Position annotation listing
# # # # #

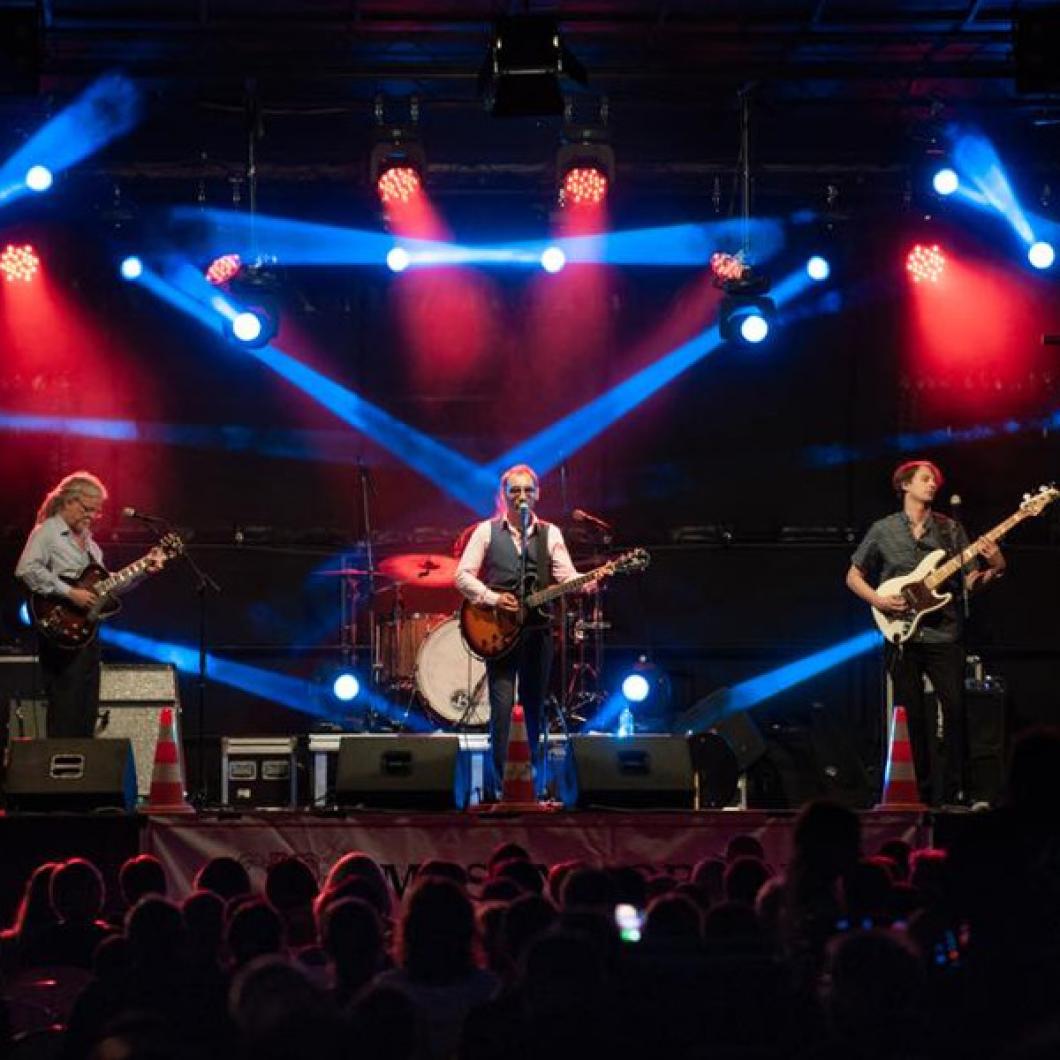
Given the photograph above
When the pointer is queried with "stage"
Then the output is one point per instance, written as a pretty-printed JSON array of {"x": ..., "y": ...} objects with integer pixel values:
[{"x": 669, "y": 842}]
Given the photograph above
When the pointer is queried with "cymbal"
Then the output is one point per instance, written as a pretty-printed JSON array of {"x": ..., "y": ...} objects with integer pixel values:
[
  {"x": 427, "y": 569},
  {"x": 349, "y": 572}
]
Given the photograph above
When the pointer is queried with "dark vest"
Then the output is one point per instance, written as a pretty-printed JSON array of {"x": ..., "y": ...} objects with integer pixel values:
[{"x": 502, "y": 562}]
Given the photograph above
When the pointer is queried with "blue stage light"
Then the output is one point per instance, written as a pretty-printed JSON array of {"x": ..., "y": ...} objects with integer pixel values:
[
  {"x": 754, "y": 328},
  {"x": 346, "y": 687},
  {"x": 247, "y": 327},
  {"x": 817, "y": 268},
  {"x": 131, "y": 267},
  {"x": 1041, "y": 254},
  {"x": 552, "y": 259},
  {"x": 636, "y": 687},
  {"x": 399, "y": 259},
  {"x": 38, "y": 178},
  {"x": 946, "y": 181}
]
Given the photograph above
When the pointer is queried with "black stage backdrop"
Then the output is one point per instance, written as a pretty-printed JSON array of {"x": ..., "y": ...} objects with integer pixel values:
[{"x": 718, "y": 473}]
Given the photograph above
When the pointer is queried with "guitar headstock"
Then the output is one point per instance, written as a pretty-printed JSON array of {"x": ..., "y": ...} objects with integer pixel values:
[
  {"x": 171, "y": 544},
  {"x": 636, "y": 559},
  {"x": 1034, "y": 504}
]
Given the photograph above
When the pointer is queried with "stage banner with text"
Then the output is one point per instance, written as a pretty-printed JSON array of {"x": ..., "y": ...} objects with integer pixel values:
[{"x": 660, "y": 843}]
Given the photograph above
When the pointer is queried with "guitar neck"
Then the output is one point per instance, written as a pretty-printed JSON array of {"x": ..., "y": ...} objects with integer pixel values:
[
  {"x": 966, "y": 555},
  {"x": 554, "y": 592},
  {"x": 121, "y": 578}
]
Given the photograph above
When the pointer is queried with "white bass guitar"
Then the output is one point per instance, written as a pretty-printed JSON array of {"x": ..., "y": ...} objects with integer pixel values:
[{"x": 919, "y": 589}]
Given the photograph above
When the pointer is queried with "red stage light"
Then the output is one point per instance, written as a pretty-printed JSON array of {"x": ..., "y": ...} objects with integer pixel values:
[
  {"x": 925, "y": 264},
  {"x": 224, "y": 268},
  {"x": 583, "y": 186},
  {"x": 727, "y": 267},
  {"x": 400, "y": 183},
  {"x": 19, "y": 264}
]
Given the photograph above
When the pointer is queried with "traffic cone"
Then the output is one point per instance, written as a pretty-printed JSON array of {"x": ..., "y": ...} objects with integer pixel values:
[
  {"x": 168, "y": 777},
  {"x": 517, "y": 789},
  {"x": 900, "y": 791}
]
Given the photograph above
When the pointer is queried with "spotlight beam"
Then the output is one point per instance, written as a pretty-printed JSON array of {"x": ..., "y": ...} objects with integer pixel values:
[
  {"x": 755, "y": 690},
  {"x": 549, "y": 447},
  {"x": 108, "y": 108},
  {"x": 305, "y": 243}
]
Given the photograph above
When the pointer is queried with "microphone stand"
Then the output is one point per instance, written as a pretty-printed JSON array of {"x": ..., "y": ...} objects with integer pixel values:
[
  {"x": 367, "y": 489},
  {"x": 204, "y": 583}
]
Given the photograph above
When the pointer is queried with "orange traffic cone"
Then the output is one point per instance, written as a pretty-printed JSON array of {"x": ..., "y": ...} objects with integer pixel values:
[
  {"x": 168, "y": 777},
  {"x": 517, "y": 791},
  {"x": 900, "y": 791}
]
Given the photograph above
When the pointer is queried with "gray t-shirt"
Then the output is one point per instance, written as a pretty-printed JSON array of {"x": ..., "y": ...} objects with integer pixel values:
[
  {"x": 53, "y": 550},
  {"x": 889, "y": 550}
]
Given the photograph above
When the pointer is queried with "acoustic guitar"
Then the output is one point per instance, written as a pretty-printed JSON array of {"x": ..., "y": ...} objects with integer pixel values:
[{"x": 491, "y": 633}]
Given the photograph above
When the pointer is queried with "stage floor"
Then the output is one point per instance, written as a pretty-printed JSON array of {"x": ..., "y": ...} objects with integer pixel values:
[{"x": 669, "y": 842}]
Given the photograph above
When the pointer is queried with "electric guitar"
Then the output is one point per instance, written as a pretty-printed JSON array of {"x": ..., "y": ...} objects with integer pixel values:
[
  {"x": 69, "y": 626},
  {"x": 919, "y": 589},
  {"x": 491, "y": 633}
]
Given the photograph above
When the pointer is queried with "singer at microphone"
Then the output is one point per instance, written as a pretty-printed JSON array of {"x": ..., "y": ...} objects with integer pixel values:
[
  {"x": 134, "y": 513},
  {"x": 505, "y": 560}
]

# # # # #

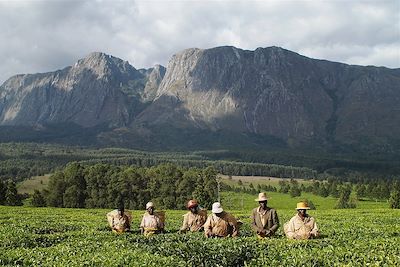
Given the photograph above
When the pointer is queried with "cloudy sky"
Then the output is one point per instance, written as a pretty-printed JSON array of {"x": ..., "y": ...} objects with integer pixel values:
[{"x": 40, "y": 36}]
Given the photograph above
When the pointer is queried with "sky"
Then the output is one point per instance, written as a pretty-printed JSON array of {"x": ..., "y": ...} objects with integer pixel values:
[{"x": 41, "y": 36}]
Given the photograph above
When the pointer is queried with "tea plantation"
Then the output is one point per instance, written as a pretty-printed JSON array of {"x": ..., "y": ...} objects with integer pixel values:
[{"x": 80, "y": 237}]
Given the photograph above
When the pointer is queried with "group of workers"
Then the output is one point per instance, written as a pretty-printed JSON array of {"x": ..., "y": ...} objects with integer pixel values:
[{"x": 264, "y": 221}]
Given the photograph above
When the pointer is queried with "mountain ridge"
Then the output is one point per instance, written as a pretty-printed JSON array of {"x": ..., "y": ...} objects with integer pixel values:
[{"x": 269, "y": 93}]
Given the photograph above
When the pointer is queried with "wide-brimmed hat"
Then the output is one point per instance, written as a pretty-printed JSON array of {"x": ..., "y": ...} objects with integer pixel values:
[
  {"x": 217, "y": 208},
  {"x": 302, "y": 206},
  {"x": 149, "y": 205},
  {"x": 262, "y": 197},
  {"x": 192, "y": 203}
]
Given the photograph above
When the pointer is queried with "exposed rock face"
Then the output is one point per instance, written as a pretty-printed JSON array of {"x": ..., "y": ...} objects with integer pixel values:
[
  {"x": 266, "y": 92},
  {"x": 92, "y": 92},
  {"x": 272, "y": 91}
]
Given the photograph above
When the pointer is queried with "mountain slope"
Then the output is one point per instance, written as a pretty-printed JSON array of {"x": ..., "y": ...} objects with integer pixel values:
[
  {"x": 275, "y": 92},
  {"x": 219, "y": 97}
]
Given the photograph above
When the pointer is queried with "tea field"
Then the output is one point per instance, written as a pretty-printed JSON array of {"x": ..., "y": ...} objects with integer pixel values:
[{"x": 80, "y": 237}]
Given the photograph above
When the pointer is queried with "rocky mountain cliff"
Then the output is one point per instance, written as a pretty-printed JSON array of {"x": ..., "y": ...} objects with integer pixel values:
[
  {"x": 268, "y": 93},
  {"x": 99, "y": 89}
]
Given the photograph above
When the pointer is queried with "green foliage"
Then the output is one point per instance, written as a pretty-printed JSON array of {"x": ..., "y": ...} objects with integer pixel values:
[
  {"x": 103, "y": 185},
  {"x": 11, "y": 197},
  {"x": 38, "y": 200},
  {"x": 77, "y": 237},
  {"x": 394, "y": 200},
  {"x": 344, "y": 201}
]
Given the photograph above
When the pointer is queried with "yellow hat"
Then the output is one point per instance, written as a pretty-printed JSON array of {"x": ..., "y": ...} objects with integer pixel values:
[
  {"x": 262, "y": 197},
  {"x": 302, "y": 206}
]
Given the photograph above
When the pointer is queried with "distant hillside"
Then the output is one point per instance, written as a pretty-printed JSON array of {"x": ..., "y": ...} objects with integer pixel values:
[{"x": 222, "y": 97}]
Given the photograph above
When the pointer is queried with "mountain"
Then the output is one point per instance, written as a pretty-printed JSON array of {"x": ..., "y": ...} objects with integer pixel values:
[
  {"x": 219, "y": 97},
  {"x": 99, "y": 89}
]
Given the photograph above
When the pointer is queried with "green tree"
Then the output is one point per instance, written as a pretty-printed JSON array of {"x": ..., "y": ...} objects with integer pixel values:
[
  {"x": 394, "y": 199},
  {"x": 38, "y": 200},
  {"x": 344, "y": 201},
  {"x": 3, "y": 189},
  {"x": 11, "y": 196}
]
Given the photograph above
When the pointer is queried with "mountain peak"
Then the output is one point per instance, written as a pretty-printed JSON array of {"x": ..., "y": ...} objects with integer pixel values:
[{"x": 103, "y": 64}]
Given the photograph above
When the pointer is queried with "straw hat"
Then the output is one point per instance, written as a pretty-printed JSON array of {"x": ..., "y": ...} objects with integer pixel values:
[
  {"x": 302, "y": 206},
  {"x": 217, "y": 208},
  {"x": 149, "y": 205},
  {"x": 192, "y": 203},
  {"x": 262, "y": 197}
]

# # # # #

SHORT TASK:
Which lines in the listing above contain the string "mountain"? Return every such line in full.

FULL ANSWER:
When the pointer is queried with "mountain ridge"
When the pointer is queried with "mountain slope"
When the pointer is queried with "rocky mountain cliff"
When the pointer is queried with "mountain"
When the pointer is queried with "mountain peak"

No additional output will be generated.